Text under study:
For those of you my age and younger who are scratching your heads, “Wop” happens to also be a derogatory term for Italians, probably originating from Spain from a time a little more than a hundred years ago, when they had experienced a large influx of migrant farm workers from Italy.

For those of you who were keeping score on the implications for the scanning process, yes, the fact that the offending word was in her text, not mine, means that her workplace was scanning incoming messages for troublesome language, but not outgoing messages. So much for the ever-reliable “liability” excuse.

Leashing the potential nastiness of the Internet is big business these days. When it comes to filtering e-mail, much attention is focused on the legitimate and challenging goals of catching viruses and reducing unwanted spam. Of course even the most sophisticated spam filters, which evaluate dozens of factors, let some spam through and catch some messages recipients actually wanted. (Imagine the plight of sex educators, for example, trying to communicate with colleges about their offerings. I know of some who have said they might go back to faxing.)

But still, Bennett Haselton of Peace Fire, a group that “represents the interests of people under 18 in the debate over freedom of speech on the Internet,” says that though Web censorware often does, so far no spam filter would block an e-mail message merely for the presence of profanity (though possibly for a mention of a spam-related Web site).

Compared to the challenge of identifying spam, adding a feature where a company’s IT people can make their own list of words they don’t like has got to seem like a programming piece of cake. And so, just such a feature is made available as part of corporate network security packages. Such scanning can have a legitimate business use: Some law or financial firms keep a watch on outgoing mail for any phrases that might suggest certain kinds of fraud, or to add customized disclaimers.

But other uses are just broadly paternalistic. Christine Burling, a spokeswoman for New York state’s Office of General Services, which bounces e-mail containing profanity or terms that are racially or sexually “discriminatory,” explains the agency’s rationale thusly: “E-mail is supposed to be used for business purposes only, and I don’t see why anyone should be using profanity or that type of kind of language in their e-mail.” OGS keeps its own list of objectionable words, and updates it as new slang arises or words develop new and unsavory uses, says Burling. And if someone knows they missed an important work-related e-mail message due to a false positive, well, the IT department will still have it for a while and could retrieve it.

Provided information:

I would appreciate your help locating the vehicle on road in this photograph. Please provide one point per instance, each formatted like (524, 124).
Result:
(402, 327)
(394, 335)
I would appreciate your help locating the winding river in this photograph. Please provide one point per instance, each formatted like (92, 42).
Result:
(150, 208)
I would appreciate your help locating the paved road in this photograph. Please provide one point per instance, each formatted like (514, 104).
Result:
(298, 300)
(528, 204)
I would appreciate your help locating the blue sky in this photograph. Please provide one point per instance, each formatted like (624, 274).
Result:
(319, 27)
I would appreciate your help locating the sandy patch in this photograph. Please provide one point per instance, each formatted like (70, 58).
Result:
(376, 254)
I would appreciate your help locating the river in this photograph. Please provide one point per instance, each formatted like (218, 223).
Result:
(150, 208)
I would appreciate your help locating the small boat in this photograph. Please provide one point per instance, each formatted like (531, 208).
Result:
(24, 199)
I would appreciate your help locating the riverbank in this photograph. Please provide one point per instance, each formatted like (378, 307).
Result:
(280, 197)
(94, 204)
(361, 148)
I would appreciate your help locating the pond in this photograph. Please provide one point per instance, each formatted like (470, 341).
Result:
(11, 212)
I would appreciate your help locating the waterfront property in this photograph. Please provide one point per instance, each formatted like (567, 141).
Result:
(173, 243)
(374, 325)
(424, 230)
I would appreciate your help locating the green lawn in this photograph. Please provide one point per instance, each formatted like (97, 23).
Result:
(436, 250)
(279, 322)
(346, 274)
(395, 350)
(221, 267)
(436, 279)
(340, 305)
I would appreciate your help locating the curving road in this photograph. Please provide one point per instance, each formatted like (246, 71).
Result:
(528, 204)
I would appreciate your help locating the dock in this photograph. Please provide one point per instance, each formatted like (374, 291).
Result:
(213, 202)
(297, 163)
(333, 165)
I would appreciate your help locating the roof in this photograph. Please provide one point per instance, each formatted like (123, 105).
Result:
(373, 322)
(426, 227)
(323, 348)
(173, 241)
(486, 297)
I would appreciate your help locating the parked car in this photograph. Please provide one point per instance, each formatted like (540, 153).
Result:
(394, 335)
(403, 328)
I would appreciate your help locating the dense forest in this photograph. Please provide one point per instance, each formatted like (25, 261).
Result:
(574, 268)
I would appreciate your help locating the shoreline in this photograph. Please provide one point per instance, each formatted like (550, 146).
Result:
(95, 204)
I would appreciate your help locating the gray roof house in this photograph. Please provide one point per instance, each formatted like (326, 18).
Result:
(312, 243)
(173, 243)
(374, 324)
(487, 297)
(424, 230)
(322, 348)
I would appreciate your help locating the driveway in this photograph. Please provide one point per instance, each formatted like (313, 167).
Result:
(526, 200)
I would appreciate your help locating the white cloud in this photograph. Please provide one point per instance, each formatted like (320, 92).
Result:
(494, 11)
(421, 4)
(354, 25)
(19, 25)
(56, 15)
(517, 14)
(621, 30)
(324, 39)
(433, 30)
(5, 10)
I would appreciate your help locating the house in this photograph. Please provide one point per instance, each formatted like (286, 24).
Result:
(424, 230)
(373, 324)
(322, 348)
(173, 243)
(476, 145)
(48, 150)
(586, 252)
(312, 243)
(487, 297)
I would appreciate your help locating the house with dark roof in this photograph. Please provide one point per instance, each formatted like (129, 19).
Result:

Assigned task 1: Could you update the piece on e-mail filtering from the words "For those of you who" through "back to faxing.)", swapping "spam" for "junk mail" each time it occurs?
Assigned task 2: In the piece on e-mail filtering, which group is Bennett Haselton part of?
Assigned task 3: Can you carry the piece on workplace e-mail filtering forward from its last sentence?

Response 1:
For those of you who were keeping score on the implications for the scanning process, yes, the fact that the offending word was in her text, not mine, means that her workplace was scanning incoming messages for troublesome language, but not outgoing messages. So much for the ever-reliable “liability” excuse.

Leashing the potential nastiness of the Internet is big business these days. When it comes to filtering e-mail, much attention is focused on the legitimate and challenging goals of catching viruses and reducing unwanted junk mail. Of course even the most sophisticated junk mail filters, which evaluate dozens of factors, let some junk mail through and catch some messages recipients actually wanted. (Imagine the plight of sex educators, for example, trying to communicate with colleges about their offerings. I know of some who have said they might go back to faxing.)

Response 2: Peace Fire.

Response 3:
OGS is certainly not alone in taking this approach. And in the context of the far more worrying spread of public libraries, schools, and entire governments in the Middle East applying even more aggressive and paternalistic content filters to limit what the public, as opposed to a workforce, can view on the Web, it might not be something to get too worked up about.

But the employers sitting in a back room generating lists of bad words in the abstract are not all that different those pushing SmartFilter or the Communications Decency Act [“Is the Bible Belt Your ‘Local Community’?” Newsfront, March 30]. Threatened by the scope of new information sources, they are wielding clumsy responses that don’t actually address their stated problem (personal use of e-mail at work, or “protecting children,” respectively) but cause a good deal of collateral damage along the way.

It doesn’t take a lot of work to imagine legitimate e-mail messages to state agencies or large corporations that would run afoul of most abstract lists of naughty words. What about a complaint that an employee cursed someone out, or used a racial slur? What if an agency were sponsoring a doo-wop concert? Or sending out a public health advisory about lice that included the instruction “Towel head dry after application of medicated shampoo”? Or supporting the United Negro College Fund?

Flat-out bans on certain words are just as ridiculous now as they were in 1994 when some dutiful copy-editor in Illinois ran the headline “Atomic Bombers Criticize Enola Homosexual Exhibit.” Except in the wonderful world of e-mail scanning, we can’t even respond by saying we ought to have done a better job teaching the history of World War II.